- **PROBLEM SET**
1. Answer these questions from the article on the Bayer-Monsanto deal, giving each answer the same letter:
(a) Within how many days must comments on the deal reach the CCI?
(b) On what date did Bayer and Monsanto enter into a definitive agreement and plan of merger?
(c) In what month and year did Bayer file its notice before the CCI?
2. Does each statement below agree with the article on the Bayer-Monsanto deal? Answer yes or no for each letter, and quote the words that decide it.
(a) Under the proposed combination, Monsanto will become a wholly-owned subsidiary of Bayer.
(b) The Bayer-Monsanto deal is the first merger the CCI has opened to public scrutiny.
(c) Bayer's notice to the CCI said the combination raises competitive concern in some overlap products.

- **PASSAGE PROVIDED**
[Start of section]
New Delhi: Fair trade regulator Competition Commission (CCI) launched a public scrutiny of finer details of the proposed USD 66 billion Bayer-Monsanto deal, which would create the world’s largest seeds and pesticide firm.
The comments with respect to the Bayer-Monsanto deal need to be submitted to the Competition Commission of India (CCI) within 15 days, along with supporting documents on how the merger can adversely impact the concerned person or entity, the CCI said in a public notice.
It further said that “the Commission is not likely to consider unsubstantiated objections”.
The CCI places a deal for public consultation if it is of the “prima facie opinion that the combination has, or likely to have an appreciable adverse effect on competition”.
Prior to this, the fair trade regulator had launched similar public scrutiny in the case of Ranbaxy-Sun Pharma and Holcim-Lafarge merger deals, among others.
The deal between Bayer-Monsanto, both of which have a good presence in India, was announced in September 2016.
On September 14, 2016, Bayer and Monsanto entered into a definitive agreement and plan of merger by which the entire shareholding of Monsanto will be acquired by Bayer.
As a result of the proposed combination, Monsanto will become a wholly-owned subsidiary of Bayer.
Bayer operates in pharmaceuticals, crop science, consumer health and animal health with a broad range of products in each division. While, Monsanto is a sustainable agricultural company engaged in the production of agriculture and vegetable seeds, herbicides/weed control solutions.
As per a notice filed by Bayer before the CCI in October 2016, the “proposed combination raises no competitive concern in any of the overlap products”.
In India, both entities have the presence in production and sale of vegetable seeds, cotton seeds as well as in production and sale of non-selective herbicides, according to that notice.
The parties believe that the proposed combination does not give rise to competition concerns regardless of the manner in which the markets are delineated.
“The parties are engaged in complementary business practices and the proposed combination seeks to capitalize on the synergies arising as a result of the complementaries. The parties, therefore, believe that it is not necessary to definitely conclude on market definition for the purposes of the proposed combination,” as per Bayer.
Bayer expects the proposed combination to close by early this year.
[End of section]
- **INFORMATION**
[Start of section]
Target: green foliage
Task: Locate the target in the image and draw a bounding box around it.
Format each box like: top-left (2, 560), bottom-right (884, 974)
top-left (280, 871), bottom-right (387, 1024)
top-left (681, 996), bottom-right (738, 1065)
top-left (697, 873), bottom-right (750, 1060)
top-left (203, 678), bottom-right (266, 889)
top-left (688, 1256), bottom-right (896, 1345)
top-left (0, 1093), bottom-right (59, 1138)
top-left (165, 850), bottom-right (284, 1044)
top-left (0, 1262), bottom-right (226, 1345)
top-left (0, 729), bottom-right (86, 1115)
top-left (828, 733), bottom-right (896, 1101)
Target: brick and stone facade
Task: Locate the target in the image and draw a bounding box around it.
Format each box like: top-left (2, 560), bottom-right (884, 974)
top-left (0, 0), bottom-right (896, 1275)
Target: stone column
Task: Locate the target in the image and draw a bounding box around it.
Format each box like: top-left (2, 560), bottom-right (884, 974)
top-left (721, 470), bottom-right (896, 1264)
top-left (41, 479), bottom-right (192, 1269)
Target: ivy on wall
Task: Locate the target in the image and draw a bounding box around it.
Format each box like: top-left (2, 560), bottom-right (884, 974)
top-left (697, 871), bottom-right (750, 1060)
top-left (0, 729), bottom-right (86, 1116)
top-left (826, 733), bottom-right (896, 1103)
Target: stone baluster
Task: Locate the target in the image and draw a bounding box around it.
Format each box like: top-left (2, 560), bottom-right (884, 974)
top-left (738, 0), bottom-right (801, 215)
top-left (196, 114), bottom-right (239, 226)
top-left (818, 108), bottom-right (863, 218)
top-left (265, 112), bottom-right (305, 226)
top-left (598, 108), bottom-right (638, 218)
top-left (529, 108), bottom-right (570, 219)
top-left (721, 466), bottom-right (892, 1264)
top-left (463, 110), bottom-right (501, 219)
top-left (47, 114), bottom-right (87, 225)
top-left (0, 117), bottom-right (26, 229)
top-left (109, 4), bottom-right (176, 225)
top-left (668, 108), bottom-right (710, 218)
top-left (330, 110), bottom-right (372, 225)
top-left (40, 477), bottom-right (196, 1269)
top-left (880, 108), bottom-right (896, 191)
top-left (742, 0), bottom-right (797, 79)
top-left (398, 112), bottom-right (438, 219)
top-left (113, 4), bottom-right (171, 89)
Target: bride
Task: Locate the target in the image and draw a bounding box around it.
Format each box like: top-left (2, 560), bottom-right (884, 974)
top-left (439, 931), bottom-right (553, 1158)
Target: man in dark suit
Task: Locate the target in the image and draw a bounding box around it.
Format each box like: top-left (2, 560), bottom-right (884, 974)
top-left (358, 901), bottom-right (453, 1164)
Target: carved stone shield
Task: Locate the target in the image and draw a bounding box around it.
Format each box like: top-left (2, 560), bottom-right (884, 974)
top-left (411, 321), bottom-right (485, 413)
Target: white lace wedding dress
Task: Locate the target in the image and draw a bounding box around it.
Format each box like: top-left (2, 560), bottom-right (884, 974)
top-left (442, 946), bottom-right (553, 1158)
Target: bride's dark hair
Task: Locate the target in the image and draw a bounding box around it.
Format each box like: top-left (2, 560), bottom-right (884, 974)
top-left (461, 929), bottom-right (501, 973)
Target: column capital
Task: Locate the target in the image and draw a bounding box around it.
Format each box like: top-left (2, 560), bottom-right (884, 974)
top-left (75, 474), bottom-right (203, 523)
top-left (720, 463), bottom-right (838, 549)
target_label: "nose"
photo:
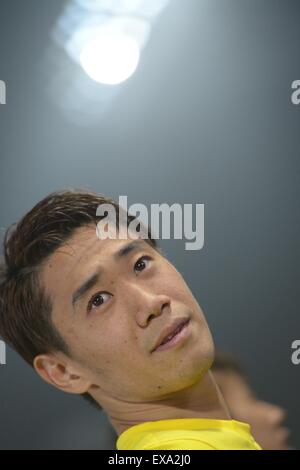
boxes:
[126,284,171,328]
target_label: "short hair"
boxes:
[0,189,158,409]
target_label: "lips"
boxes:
[151,318,189,352]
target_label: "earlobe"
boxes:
[33,354,91,394]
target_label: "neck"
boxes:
[94,371,231,435]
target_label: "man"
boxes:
[0,190,260,450]
[212,353,289,450]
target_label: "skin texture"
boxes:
[214,370,289,450]
[34,226,230,434]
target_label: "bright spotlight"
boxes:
[80,33,140,85]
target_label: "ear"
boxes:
[33,353,92,394]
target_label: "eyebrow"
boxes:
[72,239,144,309]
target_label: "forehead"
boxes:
[41,226,149,298]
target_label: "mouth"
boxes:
[151,318,190,352]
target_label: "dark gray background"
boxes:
[0,0,300,449]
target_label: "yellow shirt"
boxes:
[116,418,261,450]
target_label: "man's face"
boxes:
[42,226,213,402]
[214,371,289,450]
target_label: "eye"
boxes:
[134,256,151,272]
[87,292,112,312]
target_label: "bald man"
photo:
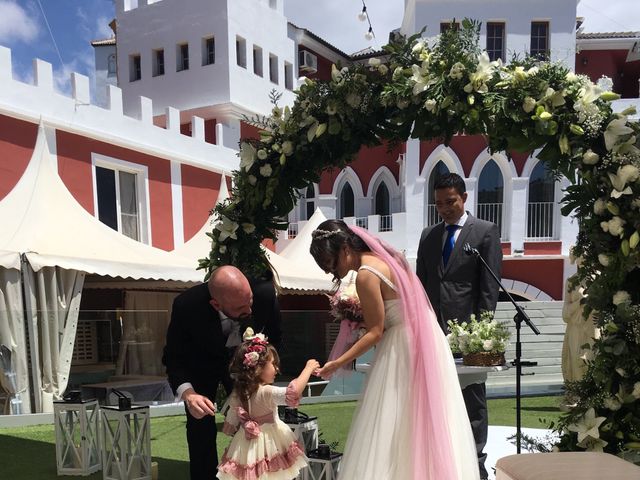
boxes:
[162,266,280,480]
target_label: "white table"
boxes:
[355,358,509,388]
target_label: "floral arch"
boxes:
[200,20,640,461]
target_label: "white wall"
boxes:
[116,0,295,115]
[402,0,576,69]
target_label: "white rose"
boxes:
[260,163,273,177]
[598,253,609,267]
[593,198,607,215]
[522,97,536,113]
[613,290,631,306]
[582,149,600,165]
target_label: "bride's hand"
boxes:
[314,360,340,379]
[End of section]
- **ANSWERS FOR THE EXERCISE**
1.
(a) 15 days
(b) September 14, 2016
(c) October 2016

2.
(a) Yes: "Monsanto will become a wholly-owned subsidiary of Bayer."
(b) No: "the fair trade regulator had launched similar public scrutiny in the case of Ranbaxy-Sun Pharma and Holcim-Lafarge merger deals, among others."
(c) No: "proposed combination raises no competitive concern in any of the overlap products."